* _WORK REQUIRED_
Extract and repeat verbatim the lines from the one containing "fur in the photo above." to the end of the records, both ends included.

* _Coordinate annotation records_
--- start ---
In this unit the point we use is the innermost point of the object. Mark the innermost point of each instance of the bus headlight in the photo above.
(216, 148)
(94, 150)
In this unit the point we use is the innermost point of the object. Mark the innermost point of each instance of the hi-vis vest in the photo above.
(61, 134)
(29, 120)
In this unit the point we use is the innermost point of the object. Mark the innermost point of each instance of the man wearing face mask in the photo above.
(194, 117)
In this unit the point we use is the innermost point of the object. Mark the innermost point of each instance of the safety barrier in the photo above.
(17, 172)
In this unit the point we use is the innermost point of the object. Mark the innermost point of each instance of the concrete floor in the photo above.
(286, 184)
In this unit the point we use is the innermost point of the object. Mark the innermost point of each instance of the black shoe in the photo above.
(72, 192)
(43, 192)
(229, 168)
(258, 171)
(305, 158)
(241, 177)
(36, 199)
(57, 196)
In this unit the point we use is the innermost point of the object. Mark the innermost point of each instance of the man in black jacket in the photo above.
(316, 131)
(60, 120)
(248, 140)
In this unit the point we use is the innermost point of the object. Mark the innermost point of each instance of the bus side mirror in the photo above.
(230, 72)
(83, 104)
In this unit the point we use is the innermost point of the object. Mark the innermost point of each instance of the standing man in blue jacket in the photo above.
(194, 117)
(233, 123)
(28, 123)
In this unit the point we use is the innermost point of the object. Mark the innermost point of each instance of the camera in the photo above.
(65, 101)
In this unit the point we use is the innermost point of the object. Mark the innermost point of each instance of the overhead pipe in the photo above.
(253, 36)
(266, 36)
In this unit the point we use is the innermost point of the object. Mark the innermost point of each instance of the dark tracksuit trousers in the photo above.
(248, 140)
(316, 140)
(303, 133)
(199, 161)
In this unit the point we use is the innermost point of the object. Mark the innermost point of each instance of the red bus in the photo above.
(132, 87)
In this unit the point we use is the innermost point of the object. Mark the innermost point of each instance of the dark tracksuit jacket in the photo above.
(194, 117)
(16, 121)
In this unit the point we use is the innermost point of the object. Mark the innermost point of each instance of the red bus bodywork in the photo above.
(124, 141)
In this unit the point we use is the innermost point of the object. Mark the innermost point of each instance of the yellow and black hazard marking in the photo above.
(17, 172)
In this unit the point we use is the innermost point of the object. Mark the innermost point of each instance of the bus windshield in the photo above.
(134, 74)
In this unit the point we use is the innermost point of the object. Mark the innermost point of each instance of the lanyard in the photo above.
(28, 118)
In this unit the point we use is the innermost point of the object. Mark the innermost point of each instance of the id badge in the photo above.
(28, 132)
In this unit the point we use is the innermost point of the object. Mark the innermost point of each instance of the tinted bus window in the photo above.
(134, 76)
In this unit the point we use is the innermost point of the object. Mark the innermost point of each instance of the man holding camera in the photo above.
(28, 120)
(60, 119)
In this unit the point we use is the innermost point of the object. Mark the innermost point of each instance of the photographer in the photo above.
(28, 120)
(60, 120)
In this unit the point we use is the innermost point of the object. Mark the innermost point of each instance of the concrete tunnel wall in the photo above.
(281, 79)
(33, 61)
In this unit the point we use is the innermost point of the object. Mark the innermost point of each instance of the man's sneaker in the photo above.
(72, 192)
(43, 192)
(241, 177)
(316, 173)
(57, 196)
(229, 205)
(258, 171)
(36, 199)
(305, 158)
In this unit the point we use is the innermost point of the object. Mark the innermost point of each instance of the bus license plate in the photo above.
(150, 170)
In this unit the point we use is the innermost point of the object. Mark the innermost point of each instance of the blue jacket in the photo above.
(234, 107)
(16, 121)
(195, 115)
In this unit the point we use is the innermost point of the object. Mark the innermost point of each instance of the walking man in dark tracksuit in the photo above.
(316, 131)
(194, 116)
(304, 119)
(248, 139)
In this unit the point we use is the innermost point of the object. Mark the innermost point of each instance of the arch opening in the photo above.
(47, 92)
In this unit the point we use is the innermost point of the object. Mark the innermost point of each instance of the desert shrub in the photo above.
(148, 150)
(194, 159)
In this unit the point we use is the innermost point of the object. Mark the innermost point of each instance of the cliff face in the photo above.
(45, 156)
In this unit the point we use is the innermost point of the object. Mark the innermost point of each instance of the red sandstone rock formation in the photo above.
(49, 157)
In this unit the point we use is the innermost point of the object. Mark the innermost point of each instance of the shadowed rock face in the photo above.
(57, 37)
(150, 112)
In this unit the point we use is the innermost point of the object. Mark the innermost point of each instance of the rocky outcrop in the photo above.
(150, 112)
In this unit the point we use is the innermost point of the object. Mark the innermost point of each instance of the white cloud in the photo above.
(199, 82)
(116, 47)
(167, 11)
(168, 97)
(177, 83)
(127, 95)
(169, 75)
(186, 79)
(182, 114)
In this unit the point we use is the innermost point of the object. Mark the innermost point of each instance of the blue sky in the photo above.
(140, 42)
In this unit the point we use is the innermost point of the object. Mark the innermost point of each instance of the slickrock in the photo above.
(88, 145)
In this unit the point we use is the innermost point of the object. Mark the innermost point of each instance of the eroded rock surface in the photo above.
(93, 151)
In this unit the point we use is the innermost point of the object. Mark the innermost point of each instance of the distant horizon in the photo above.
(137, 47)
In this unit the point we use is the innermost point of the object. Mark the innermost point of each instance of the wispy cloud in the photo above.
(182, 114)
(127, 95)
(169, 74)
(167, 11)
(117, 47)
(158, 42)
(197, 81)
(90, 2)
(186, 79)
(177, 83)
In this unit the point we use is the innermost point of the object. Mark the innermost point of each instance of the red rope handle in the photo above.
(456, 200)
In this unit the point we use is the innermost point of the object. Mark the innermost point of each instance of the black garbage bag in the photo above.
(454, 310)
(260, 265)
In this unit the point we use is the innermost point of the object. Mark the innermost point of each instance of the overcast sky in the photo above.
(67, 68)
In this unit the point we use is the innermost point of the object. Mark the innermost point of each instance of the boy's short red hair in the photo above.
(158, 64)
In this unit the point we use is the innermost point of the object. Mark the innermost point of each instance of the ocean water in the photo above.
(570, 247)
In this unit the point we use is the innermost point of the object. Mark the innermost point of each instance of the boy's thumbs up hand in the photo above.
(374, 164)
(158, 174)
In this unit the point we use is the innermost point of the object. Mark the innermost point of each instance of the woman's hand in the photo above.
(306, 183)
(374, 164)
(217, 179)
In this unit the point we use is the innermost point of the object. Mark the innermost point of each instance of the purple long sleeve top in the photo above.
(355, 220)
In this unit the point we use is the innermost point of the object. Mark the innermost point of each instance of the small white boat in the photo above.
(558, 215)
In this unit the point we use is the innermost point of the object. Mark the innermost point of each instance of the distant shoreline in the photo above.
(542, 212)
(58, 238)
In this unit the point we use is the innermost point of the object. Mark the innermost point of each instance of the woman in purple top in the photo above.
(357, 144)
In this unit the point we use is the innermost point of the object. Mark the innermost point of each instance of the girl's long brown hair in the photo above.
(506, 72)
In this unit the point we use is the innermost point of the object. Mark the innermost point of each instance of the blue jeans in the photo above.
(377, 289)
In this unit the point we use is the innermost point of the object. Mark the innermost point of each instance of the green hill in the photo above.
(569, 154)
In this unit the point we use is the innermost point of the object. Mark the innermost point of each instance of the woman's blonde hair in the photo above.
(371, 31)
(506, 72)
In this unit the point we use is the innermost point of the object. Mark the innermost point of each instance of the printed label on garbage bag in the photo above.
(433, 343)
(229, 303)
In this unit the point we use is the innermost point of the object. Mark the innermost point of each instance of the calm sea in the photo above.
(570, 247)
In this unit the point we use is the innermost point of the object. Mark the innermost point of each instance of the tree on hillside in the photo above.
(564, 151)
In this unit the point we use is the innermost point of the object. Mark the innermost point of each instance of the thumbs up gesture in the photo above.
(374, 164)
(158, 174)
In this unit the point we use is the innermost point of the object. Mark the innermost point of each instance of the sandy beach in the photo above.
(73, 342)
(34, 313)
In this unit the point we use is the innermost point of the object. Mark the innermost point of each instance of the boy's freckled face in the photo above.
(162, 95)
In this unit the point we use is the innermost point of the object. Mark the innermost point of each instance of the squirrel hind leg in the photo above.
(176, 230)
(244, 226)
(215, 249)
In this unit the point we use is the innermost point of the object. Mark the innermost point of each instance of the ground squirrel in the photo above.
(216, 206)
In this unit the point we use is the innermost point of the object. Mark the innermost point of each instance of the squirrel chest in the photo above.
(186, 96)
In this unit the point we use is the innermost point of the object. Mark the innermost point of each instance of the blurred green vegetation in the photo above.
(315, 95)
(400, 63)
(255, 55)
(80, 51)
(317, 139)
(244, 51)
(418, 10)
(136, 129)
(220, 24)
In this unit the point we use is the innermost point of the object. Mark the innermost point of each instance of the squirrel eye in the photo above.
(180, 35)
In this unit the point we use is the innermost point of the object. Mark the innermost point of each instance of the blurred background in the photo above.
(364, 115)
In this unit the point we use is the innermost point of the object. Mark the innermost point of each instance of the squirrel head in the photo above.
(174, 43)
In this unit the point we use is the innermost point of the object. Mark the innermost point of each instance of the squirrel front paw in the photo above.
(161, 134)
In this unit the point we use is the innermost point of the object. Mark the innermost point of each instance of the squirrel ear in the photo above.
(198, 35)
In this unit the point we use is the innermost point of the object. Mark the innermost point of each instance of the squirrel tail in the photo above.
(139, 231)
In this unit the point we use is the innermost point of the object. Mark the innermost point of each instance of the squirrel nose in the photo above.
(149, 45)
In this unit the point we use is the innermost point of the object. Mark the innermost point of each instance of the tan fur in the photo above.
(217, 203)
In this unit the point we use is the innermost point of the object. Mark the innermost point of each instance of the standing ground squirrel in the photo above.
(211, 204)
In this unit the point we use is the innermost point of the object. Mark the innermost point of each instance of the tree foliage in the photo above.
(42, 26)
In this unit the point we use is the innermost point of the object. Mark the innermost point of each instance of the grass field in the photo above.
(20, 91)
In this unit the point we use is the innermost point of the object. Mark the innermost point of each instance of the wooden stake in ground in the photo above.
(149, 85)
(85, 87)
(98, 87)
--- end ---
* _ANSWER TO THIS EXERCISE_
In this unit the point we use is the innermost point of the object. Mark the innermost point of each instance of the tan fur in the photo above.
(217, 203)
In this unit the point we use is the innermost point of the object. Mark the innermost point of each instance of the standing ground squirrel in the photo above.
(211, 204)
In this unit the point we use is the innermost point of the object. Mark the innermost point of each instance of the tree foliage in the photo above.
(42, 26)
In this unit the point we use is the innermost point of the object. Mark the innermost point of each instance of the grass field in the photo above.
(20, 91)
In this unit the point we use is the innermost point of the object. Mark the innermost point of each instance of the wooden stake in ground in the photo above.
(149, 85)
(85, 87)
(98, 87)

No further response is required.